> _Problem to work on_: Pick out and copy every line of the records below that contains the string "surface". Case counts.

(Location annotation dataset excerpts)
══════════
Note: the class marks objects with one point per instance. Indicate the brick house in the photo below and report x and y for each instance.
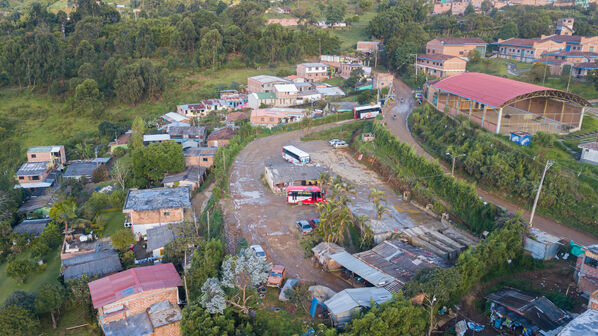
(139, 301)
(557, 60)
(221, 136)
(264, 83)
(564, 26)
(148, 208)
(439, 65)
(192, 110)
(576, 42)
(271, 117)
(586, 270)
(526, 50)
(200, 156)
(368, 46)
(382, 80)
(453, 46)
(312, 72)
(55, 155)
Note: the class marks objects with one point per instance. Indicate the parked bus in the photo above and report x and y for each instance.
(304, 195)
(367, 111)
(295, 155)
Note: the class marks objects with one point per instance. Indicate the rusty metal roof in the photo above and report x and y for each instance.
(135, 280)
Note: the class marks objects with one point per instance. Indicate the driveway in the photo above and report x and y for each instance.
(399, 127)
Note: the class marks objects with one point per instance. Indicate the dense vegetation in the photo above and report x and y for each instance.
(566, 195)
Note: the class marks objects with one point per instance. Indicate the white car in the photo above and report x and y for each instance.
(333, 141)
(340, 144)
(259, 251)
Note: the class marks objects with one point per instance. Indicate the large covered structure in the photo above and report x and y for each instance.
(503, 105)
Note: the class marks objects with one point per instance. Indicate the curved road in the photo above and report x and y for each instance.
(399, 127)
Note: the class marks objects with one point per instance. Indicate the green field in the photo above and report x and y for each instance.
(34, 280)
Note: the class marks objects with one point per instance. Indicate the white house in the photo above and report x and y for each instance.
(589, 152)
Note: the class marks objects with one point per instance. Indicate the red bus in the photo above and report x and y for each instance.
(305, 195)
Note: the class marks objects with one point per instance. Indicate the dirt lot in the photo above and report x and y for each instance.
(262, 217)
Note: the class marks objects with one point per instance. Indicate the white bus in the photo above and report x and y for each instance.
(367, 111)
(295, 155)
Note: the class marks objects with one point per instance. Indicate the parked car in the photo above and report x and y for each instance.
(340, 144)
(259, 251)
(333, 141)
(276, 276)
(304, 227)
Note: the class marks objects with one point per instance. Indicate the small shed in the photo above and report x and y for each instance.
(541, 245)
(322, 253)
(521, 138)
(345, 303)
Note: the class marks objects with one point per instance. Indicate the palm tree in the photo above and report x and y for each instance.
(64, 211)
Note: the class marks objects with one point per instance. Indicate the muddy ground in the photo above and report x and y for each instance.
(264, 218)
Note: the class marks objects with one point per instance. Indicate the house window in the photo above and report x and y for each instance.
(591, 262)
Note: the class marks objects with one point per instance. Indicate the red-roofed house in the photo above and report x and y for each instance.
(130, 294)
(503, 105)
(526, 50)
(440, 65)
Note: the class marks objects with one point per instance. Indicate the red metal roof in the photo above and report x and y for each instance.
(135, 280)
(487, 89)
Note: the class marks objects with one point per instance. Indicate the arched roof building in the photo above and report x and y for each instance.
(503, 105)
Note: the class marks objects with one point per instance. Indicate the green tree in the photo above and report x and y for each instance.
(395, 317)
(87, 95)
(198, 322)
(122, 239)
(15, 320)
(19, 269)
(211, 48)
(205, 263)
(49, 300)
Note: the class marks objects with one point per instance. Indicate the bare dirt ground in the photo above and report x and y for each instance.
(264, 218)
(399, 127)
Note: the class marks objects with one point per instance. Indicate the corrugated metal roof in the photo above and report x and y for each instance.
(351, 298)
(136, 280)
(157, 198)
(365, 271)
(487, 89)
(585, 324)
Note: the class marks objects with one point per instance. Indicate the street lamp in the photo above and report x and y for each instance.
(454, 159)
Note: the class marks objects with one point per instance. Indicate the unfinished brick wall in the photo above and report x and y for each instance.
(138, 303)
(172, 329)
(157, 216)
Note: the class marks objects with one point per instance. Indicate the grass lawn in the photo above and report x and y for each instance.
(356, 32)
(114, 221)
(40, 119)
(34, 280)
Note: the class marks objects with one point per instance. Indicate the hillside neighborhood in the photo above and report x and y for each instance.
(288, 168)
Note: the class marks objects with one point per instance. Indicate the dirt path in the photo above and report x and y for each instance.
(262, 217)
(399, 127)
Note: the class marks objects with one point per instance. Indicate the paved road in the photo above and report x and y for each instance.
(399, 127)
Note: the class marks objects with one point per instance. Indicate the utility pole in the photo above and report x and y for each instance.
(454, 159)
(546, 167)
(569, 81)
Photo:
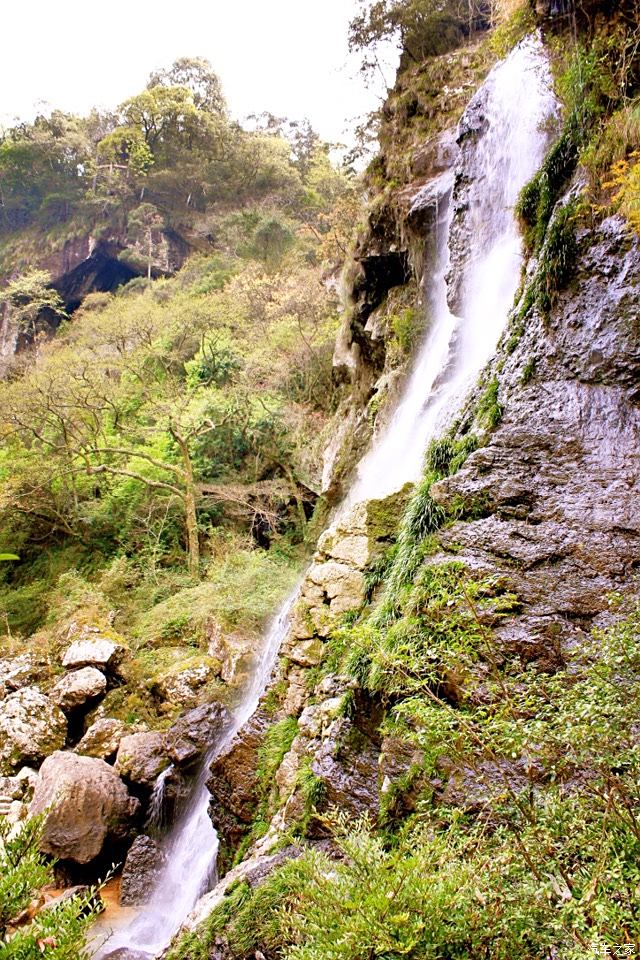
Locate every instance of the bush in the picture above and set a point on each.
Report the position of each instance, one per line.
(60, 933)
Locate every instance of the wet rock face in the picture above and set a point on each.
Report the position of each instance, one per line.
(94, 650)
(31, 727)
(102, 739)
(233, 781)
(141, 757)
(141, 870)
(78, 687)
(88, 805)
(187, 688)
(557, 485)
(24, 670)
(195, 733)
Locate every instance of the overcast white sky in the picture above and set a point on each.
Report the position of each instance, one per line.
(286, 56)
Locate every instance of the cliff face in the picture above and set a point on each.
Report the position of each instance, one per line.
(536, 546)
(85, 264)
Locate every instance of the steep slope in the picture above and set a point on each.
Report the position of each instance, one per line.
(465, 678)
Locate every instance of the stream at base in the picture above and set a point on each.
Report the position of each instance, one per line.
(517, 98)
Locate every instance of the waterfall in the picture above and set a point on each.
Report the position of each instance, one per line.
(508, 143)
(192, 846)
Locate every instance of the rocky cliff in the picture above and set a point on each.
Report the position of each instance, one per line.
(520, 547)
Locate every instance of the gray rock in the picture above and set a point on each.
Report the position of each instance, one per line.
(18, 672)
(77, 687)
(187, 688)
(31, 727)
(102, 739)
(141, 757)
(141, 870)
(195, 733)
(87, 803)
(94, 650)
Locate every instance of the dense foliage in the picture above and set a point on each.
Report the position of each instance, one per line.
(58, 931)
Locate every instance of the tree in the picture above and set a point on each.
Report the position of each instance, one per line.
(196, 75)
(143, 224)
(423, 28)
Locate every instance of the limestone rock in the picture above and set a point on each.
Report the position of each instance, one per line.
(141, 870)
(76, 688)
(352, 548)
(306, 653)
(18, 672)
(233, 782)
(343, 586)
(94, 649)
(229, 649)
(195, 733)
(31, 727)
(187, 687)
(88, 802)
(347, 762)
(102, 739)
(123, 953)
(16, 793)
(141, 757)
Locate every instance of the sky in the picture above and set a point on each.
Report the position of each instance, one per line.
(286, 56)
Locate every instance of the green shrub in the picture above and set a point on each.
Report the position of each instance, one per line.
(59, 933)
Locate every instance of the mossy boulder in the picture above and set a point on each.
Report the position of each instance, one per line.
(31, 727)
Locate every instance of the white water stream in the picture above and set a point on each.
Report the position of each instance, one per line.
(518, 99)
(192, 846)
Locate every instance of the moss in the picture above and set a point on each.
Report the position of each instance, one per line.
(276, 744)
(513, 29)
(312, 787)
(489, 409)
(528, 371)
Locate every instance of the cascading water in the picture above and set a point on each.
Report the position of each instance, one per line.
(510, 143)
(515, 101)
(192, 846)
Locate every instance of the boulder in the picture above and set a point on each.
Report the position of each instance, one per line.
(123, 953)
(31, 727)
(230, 650)
(141, 757)
(234, 783)
(195, 733)
(76, 688)
(88, 805)
(187, 687)
(15, 794)
(141, 870)
(94, 649)
(19, 672)
(102, 739)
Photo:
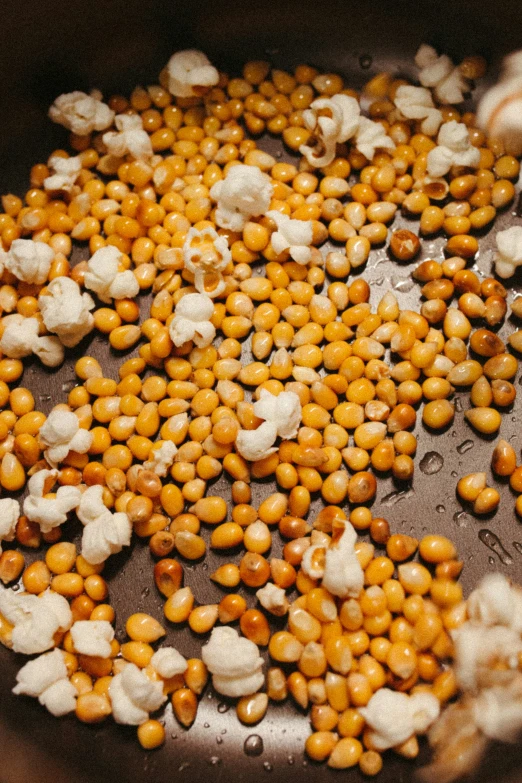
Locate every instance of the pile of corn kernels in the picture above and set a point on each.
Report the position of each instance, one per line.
(362, 377)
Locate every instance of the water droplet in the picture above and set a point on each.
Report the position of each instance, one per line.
(431, 463)
(253, 745)
(396, 497)
(493, 542)
(461, 519)
(466, 445)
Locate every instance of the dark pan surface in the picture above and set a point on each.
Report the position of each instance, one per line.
(115, 45)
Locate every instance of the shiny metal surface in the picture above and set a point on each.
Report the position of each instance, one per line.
(114, 45)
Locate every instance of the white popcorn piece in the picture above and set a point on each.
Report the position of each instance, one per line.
(104, 533)
(131, 138)
(416, 103)
(61, 433)
(332, 121)
(509, 255)
(81, 113)
(9, 516)
(244, 193)
(190, 74)
(45, 678)
(273, 599)
(234, 662)
(370, 137)
(168, 662)
(161, 457)
(453, 148)
(394, 717)
(133, 696)
(49, 512)
(20, 338)
(206, 254)
(282, 416)
(292, 235)
(192, 321)
(104, 278)
(439, 73)
(65, 174)
(66, 311)
(500, 109)
(35, 619)
(92, 637)
(29, 261)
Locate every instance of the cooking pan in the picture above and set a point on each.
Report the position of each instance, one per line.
(49, 48)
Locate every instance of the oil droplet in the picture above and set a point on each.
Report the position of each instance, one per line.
(431, 463)
(461, 519)
(466, 445)
(396, 497)
(493, 542)
(253, 745)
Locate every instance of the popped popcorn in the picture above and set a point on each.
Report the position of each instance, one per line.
(65, 174)
(205, 255)
(343, 575)
(168, 662)
(92, 637)
(9, 515)
(394, 717)
(371, 136)
(29, 261)
(439, 73)
(133, 696)
(45, 678)
(292, 235)
(81, 113)
(234, 662)
(61, 433)
(104, 533)
(282, 416)
(20, 338)
(245, 192)
(192, 321)
(35, 619)
(416, 103)
(336, 127)
(130, 139)
(500, 109)
(66, 311)
(190, 73)
(104, 278)
(509, 254)
(453, 148)
(49, 512)
(161, 457)
(273, 599)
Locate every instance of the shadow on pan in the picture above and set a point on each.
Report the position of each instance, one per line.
(115, 45)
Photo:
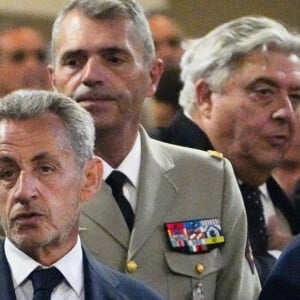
══════════
> _Task response_:
Locate every instance of the dark pan surface in the picture above and set a point on each.
Locate every instance of the shiny metal surface in the picture above and set a point on each.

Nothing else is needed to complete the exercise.